▶ **Dataset extract**
------------------------------

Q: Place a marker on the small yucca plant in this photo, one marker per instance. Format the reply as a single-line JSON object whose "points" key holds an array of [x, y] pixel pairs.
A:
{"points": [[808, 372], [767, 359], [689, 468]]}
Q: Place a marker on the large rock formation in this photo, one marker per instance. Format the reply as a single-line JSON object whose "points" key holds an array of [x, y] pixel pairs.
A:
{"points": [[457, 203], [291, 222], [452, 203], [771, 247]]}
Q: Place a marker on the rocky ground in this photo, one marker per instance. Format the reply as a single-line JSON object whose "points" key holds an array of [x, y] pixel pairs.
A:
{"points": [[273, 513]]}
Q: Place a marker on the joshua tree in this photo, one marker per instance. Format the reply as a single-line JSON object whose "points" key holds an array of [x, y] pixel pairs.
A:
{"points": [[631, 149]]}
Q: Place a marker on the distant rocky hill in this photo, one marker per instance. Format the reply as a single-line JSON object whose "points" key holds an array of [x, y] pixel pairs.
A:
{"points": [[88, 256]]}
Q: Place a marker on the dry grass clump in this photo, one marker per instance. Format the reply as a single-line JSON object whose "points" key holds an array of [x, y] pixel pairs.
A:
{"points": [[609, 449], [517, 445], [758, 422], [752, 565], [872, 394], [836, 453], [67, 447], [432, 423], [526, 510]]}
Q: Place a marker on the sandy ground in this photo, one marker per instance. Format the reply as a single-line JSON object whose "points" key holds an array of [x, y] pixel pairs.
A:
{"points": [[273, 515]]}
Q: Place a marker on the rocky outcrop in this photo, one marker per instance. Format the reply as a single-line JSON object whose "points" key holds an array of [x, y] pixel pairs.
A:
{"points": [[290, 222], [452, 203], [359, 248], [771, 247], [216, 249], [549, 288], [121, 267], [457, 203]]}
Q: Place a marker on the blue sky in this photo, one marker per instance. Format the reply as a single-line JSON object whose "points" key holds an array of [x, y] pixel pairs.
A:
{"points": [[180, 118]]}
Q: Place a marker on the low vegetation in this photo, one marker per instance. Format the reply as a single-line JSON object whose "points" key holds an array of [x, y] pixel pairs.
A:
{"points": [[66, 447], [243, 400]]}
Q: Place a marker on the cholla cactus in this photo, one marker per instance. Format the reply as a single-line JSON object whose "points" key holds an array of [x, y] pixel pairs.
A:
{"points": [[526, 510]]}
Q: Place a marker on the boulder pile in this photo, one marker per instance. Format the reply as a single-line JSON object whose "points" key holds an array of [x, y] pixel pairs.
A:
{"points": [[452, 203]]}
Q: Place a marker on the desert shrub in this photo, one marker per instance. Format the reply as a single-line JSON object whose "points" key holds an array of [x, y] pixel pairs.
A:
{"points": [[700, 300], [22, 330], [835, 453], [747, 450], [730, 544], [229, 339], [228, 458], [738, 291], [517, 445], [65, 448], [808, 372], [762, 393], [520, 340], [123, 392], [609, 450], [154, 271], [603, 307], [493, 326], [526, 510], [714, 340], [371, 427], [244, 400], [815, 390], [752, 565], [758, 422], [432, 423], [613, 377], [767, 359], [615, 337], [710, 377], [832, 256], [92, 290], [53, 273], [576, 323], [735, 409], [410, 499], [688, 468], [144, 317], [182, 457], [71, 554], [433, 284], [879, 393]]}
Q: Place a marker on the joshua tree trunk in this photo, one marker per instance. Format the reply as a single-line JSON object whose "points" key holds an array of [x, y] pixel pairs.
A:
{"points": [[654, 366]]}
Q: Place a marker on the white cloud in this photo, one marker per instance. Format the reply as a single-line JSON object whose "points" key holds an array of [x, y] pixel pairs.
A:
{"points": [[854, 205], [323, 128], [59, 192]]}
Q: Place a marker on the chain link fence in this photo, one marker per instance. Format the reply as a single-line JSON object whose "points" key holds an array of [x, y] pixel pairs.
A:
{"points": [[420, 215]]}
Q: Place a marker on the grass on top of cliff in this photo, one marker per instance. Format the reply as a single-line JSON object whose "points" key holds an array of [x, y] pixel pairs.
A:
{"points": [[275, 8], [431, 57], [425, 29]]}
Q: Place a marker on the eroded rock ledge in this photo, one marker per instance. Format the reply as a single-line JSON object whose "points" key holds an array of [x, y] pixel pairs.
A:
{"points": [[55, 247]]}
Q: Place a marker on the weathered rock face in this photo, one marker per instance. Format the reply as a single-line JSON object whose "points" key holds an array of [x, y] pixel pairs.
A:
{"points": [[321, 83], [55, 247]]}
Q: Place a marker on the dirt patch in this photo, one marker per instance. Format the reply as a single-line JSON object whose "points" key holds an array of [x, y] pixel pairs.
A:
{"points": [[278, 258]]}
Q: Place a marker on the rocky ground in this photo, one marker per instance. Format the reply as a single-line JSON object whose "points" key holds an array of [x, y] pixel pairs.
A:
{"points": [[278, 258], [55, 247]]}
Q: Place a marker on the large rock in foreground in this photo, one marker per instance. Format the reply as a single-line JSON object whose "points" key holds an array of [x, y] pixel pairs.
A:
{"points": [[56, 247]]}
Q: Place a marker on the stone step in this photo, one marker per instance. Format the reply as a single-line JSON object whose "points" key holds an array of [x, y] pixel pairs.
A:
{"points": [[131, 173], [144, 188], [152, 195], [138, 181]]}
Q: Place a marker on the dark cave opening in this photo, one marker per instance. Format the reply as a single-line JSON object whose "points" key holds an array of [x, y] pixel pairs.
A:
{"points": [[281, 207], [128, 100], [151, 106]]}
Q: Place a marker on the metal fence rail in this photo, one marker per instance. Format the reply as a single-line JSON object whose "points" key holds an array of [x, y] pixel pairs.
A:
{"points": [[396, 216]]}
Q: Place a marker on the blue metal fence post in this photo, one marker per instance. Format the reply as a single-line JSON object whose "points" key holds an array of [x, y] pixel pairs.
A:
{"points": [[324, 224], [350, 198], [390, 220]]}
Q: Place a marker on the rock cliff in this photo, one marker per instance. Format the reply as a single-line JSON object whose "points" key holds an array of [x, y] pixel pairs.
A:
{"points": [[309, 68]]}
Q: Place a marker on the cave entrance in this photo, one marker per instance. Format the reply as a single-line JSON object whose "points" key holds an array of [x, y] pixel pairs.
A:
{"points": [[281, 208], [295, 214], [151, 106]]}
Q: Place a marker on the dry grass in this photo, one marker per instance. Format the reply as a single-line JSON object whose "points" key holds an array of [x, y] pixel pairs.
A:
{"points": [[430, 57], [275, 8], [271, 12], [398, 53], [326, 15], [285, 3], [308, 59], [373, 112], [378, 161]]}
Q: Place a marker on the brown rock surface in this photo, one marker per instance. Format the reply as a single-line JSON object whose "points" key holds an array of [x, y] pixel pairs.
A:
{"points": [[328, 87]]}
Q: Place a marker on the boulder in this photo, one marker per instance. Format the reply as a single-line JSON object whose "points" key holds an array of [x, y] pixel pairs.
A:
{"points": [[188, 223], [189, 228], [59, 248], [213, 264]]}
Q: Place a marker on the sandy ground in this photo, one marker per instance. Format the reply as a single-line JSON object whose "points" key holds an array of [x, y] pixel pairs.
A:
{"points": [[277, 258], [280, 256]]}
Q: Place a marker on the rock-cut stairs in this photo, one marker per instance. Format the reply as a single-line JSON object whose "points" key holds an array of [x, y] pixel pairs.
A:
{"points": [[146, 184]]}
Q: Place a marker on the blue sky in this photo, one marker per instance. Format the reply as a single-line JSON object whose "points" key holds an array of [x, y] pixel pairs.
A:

------------------------------

▶ **Directions for this task**
Transcribe every entry word for word.

▶ **Answer for the task**
Q: Place a marker on the small yucca plant in this photo, one marker per instance. Format the reply as a single-line JSON object whose "points" key holds an array of [x, y] pixel pairs.
A:
{"points": [[808, 372], [767, 359], [689, 468]]}
Q: Place a marker on the large rock formation in this photo, one marker per instance. Format the reply as a single-line JSON object whose "points" key holds an array of [x, y] pixel pairs.
A:
{"points": [[457, 203], [291, 222], [452, 203], [771, 247]]}
Q: Place a marker on the rocky ground in this photo, one marker per instance. Format the reply as a single-line JSON object whose "points" key holds an array of [x, y] pixel pairs.
A:
{"points": [[273, 513]]}
Q: Place a marker on the joshua tree in this photo, one marker per instance. Format the reply as a single-line JSON object whose "points" key holds an array of [x, y] pixel pairs.
A:
{"points": [[631, 149]]}
Q: Place a marker on the distant rocky hill in this photo, one marker per instance. Format the reply as a single-line JSON object whose "points" key holds an array of [x, y] pixel pairs.
A:
{"points": [[88, 256]]}
Q: Place a marker on the dry grass clump in this photo, one marker per instance. Format the reply as a single-line JSON object whose "points" key holds an array of [x, y] pixel pairs.
A:
{"points": [[609, 449], [517, 445], [758, 422], [752, 565], [872, 394], [836, 453], [67, 447], [432, 423], [526, 510]]}
Q: Place a marker on the sandy ground in this photo, one marker per instance. Format the reply as a single-line JSON object whose "points" key holds an array of [x, y] pixel pairs.
A:
{"points": [[273, 515]]}
Q: Place a marker on the rocky outcrop in this photo, one marker per instance. Format the reply as a single-line JSON object whose "points" key holds an array of [x, y] pixel pairs.
A:
{"points": [[290, 222], [452, 203], [359, 248], [771, 247], [216, 249], [549, 288], [121, 267], [457, 203]]}
Q: Place a marker on the blue sky in this photo, one marker per instance. Format the reply as a single-line JSON object whose "points" key holds an array of [x, y] pixel pairs.
A:
{"points": [[180, 118]]}
Q: Place a marker on the low vegetation in this photo, one marker per instance. Format the reply as a single-line JSON object whose "points" key holds an array of [x, y] pixel pairs.
A:
{"points": [[66, 447], [243, 400]]}
Q: Place a marker on the cholla cactus in this photo, one marker per instance. Format the reply as a single-line JSON object whose "points" key holds an array of [x, y] pixel pairs.
A:
{"points": [[526, 510]]}
Q: Place a marker on the boulder pile in this photo, one marker per instance. Format the reply as a single-line JSON object whose "points" key holds an array of [x, y] pixel pairs.
A:
{"points": [[452, 203]]}
Q: Place a marker on the desert shrub in this photo, one marker per instance. Format the reply as a single-line JSON object whose "points" key holds an array of [x, y] pixel pairs.
A:
{"points": [[700, 300], [22, 330], [835, 453], [747, 450], [730, 544], [229, 339], [228, 458], [738, 291], [517, 445], [65, 448], [808, 372], [762, 393], [520, 340], [123, 392], [609, 450], [154, 271], [603, 307], [493, 326], [526, 510], [714, 340], [371, 427], [244, 400], [815, 390], [752, 565], [758, 422], [432, 423], [613, 377], [767, 359], [615, 337], [710, 377], [832, 256], [92, 290], [53, 273], [576, 323], [735, 409], [410, 499], [688, 468], [144, 317], [182, 457], [71, 554], [433, 284], [879, 393]]}
Q: Place a marker on the joshua tree trunk in this photo, one marker per instance. Format the reply as a single-line JSON object whose "points" key holds an array of [x, y] pixel pairs.
A:
{"points": [[654, 366]]}
Q: Place a marker on the white cloud in this photo, one marker per instance. Format the reply as a single-line JSON object whose "points" key holds an array of [x, y] pixel pairs.
A:
{"points": [[854, 205], [323, 128], [59, 192]]}
Q: Place a marker on the chain link fence in this photo, one marker per instance. Format the reply as a single-line JSON object whose "points" key holds an array of [x, y] pixel pairs.
A:
{"points": [[420, 215]]}
Q: Place a marker on the grass on top of cliff in this photo, one marker per instance. Format the reply as a single-line JSON object whose "points" key holds an array of [x, y] pixel pairs.
A:
{"points": [[275, 8], [431, 57], [425, 29]]}
Q: Place a marker on the eroded rock ledge in this photo, one marker per instance. Format the reply as a single-line JSON object whose "points" key holds an array of [x, y] pixel pairs.
A:
{"points": [[55, 247]]}
Q: Place a marker on the weathered rock face in this photo, one marker per instance. Format the reply as a single-line JSON object whose "points" key holds an array of [x, y] pixel pairs.
A:
{"points": [[321, 83], [55, 247]]}
Q: Place a marker on the dirt patch in this photo, one marker per instance. Format the reply as a single-line JSON object whose "points" key holds an array of [x, y] pixel pairs.
A:
{"points": [[278, 258]]}
Q: Place a marker on the rocky ground in this photo, one marker per instance. Format the reply as a single-line JSON object whose "points" key holds an array of [x, y] pixel pairs.
A:
{"points": [[278, 258], [55, 247]]}
Q: Place a marker on the large rock in foreground in this photo, one marker per instance. Format the reply as a single-line JSON object whose "points" key holds an array of [x, y] pixel pairs.
A:
{"points": [[56, 247]]}
Q: Place a marker on the stone step in this photo, one marker per instance. Format the reply as a single-line JSON object whose "points" key holds an array of [x, y] pixel pairs.
A:
{"points": [[131, 173], [144, 188], [152, 195], [138, 181]]}
Q: Place a marker on the dark cave opening in this photo, one marker per instance. Format the reply as a single-line JSON object whose "points" key holds an array of [x, y] pixel pairs.
A:
{"points": [[281, 207], [128, 100], [151, 106]]}
Q: Place a marker on the metal fence rail in this photo, one marker per instance. Format the reply as a single-line JSON object whose "points" key holds an array of [x, y] pixel pairs.
A:
{"points": [[396, 216]]}
Q: Place a marker on the blue metal fence post in this photo, one marker per instance. Format the reply as a single-line JSON object whose "points" key holds an array of [x, y] pixel pairs.
A:
{"points": [[324, 224], [350, 198], [390, 220]]}
Q: Place a marker on the rock cliff in this photo, one marker per instance. Format the reply as a single-line JSON object whose "points" key holds an array of [x, y] pixel pairs.
A:
{"points": [[309, 68]]}
Q: Place a marker on the cave entrance in this photo, one marker per instance. Format the reply as a single-line JSON object whose "points" key holds an array of [x, y] pixel pairs.
A:
{"points": [[281, 208], [295, 214], [151, 106]]}
Q: Place a marker on the dry grass in this photo, one marker per instance. Format the reply as a single-line JSON object whose "points" key holds an array of [x, y] pixel pairs.
A:
{"points": [[430, 57], [275, 8], [271, 12], [398, 53], [326, 15], [285, 3], [308, 59], [373, 112], [378, 161]]}
Q: Place a marker on the brown rock surface in this photo, one marker per instance. Format the reply as a single-line JSON object whose "points" key holds an array of [x, y] pixel pairs.
A:
{"points": [[328, 87]]}
Q: Place a marker on the boulder in this photo, one marker per instance. Format the reply as a single-line JSON object whose "points" key holds an array of [x, y] pixel pairs.
A:
{"points": [[188, 223], [189, 228], [59, 248], [213, 264]]}
Q: Place a marker on the sandy ground in this photo, one marker per instance. Format the reply as a single-line JSON object whose "points" key holds an array of [x, y] pixel pairs.
A:
{"points": [[277, 258], [280, 256]]}
Q: Place a marker on the rock-cut stairs in this photo, one marker per instance. Format the reply as a single-line JSON object whose "points" key holds an array of [x, y] pixel pairs.
A:
{"points": [[146, 184]]}
Q: Place a marker on the blue sky in this photo, one marker per instance. Format the reply as a single-line JSON object whose "points" key holds an array of [x, y] pixel pairs.
A:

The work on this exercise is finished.